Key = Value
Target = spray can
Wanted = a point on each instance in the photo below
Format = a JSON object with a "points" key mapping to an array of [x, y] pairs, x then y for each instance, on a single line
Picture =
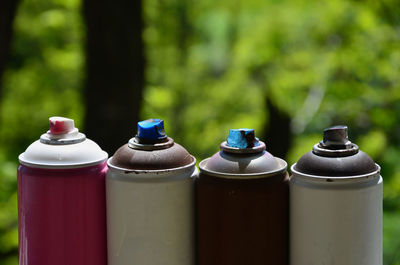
════════════════════
* [What you need to do] Rewrite the items above with every occurrence of "spray can" changed to "aerosol can", leaving all other text unchanged and omitting the pictures.

* [Completed exercise]
Key = Value
Target = aerosol can
Wanted = a point on each instance in the photo below
Format = a JSON object with a "points" key mapping to an array of [x, y] pairs, x then y for each instance, on a single line
Picture =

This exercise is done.